Given request: Count how many lines of the records contain the string "wooden" and reply with that number alone; case counts.

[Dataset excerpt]
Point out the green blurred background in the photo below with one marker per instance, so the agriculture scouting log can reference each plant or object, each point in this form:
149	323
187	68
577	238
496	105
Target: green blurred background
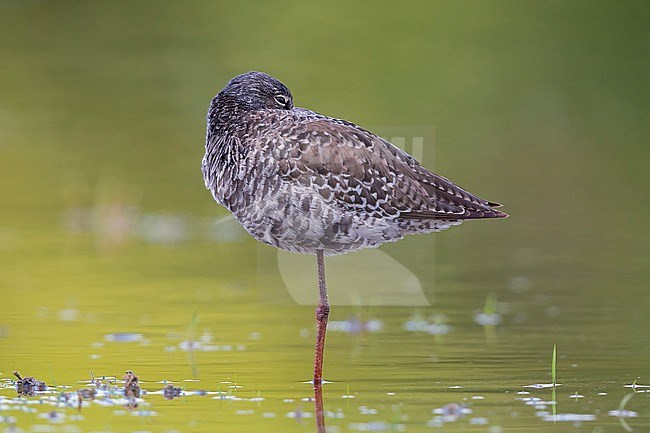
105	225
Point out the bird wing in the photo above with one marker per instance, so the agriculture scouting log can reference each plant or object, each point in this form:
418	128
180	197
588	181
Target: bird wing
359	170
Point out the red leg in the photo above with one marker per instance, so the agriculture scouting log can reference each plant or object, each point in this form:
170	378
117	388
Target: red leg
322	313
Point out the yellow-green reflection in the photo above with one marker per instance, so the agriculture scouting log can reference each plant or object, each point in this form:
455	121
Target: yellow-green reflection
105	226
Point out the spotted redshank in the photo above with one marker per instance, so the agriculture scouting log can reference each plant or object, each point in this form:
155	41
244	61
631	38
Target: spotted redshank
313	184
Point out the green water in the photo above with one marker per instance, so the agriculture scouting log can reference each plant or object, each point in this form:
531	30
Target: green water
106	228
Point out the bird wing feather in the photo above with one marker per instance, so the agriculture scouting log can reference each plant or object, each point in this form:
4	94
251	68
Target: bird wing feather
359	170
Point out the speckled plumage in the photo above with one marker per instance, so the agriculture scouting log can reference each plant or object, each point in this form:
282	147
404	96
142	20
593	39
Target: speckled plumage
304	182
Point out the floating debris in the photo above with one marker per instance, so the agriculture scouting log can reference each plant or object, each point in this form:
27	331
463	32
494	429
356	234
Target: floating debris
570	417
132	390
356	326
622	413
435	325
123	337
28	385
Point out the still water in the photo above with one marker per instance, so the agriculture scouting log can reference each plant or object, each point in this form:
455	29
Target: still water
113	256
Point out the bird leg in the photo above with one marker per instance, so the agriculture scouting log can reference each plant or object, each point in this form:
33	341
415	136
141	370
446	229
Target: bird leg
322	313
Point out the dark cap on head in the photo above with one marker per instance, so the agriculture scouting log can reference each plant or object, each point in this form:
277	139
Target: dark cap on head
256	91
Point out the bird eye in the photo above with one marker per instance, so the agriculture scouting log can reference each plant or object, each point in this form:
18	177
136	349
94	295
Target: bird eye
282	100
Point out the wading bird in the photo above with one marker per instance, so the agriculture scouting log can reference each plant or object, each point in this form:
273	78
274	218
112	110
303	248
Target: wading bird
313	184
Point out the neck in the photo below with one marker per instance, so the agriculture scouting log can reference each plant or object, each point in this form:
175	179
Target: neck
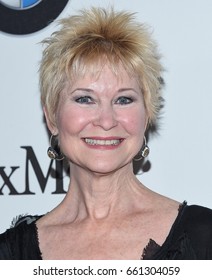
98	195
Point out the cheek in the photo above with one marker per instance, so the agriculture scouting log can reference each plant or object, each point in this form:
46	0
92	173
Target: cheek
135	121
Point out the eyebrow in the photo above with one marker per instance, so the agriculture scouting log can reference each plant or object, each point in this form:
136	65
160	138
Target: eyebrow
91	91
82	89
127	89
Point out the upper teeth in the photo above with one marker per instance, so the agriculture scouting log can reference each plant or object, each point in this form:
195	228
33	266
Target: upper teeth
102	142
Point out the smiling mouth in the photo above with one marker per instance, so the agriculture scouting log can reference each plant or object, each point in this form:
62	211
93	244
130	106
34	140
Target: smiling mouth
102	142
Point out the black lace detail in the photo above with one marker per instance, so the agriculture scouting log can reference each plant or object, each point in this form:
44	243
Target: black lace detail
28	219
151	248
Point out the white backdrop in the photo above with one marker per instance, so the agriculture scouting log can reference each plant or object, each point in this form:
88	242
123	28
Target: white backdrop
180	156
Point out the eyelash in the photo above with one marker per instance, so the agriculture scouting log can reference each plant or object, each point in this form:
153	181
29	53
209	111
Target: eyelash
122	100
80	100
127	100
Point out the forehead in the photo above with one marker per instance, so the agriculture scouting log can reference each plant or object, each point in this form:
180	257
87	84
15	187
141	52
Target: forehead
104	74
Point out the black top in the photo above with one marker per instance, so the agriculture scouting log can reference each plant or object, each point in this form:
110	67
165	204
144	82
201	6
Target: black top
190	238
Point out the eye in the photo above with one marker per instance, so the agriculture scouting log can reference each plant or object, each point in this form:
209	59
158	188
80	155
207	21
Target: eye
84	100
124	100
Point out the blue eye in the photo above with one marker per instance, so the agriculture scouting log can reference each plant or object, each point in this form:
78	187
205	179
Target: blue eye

==

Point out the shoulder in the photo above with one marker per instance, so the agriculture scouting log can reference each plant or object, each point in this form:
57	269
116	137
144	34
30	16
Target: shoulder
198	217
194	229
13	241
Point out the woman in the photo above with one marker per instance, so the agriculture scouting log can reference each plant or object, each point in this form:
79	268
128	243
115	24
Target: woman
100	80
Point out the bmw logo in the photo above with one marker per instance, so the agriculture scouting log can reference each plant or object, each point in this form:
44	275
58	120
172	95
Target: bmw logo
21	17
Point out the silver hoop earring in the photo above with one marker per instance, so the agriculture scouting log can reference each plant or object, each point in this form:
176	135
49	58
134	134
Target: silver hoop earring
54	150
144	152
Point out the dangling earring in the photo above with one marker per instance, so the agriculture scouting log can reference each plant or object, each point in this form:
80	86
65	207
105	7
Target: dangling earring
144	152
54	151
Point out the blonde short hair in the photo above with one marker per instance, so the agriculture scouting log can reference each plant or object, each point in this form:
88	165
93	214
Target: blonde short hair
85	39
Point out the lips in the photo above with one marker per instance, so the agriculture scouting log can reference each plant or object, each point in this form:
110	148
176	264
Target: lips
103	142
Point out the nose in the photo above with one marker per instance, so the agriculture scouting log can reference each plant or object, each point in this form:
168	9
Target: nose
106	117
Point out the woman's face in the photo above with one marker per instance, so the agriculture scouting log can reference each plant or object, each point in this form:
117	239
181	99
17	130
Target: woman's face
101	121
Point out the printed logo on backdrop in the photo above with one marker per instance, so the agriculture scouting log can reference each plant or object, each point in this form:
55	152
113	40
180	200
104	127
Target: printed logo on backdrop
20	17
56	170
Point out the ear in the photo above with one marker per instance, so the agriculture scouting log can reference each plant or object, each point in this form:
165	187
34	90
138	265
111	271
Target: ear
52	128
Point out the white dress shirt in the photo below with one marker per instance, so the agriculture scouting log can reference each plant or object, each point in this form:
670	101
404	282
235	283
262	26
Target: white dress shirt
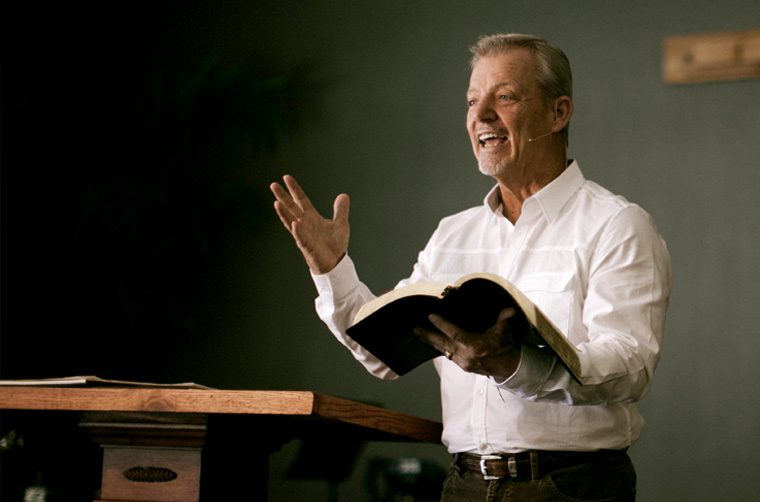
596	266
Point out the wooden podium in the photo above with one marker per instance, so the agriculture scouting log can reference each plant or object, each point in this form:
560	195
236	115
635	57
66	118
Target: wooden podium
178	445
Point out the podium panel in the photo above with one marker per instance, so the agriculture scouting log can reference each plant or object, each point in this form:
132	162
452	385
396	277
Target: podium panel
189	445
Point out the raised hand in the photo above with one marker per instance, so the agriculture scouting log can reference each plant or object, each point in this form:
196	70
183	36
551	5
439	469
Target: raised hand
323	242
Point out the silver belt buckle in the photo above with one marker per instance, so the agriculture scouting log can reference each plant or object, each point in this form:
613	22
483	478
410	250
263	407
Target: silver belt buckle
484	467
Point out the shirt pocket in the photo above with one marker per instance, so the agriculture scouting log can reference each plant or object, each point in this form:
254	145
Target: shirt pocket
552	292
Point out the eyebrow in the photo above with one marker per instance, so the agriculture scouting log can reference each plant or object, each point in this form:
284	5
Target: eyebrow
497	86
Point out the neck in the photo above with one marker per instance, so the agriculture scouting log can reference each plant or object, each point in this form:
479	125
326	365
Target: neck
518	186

Solution below: 2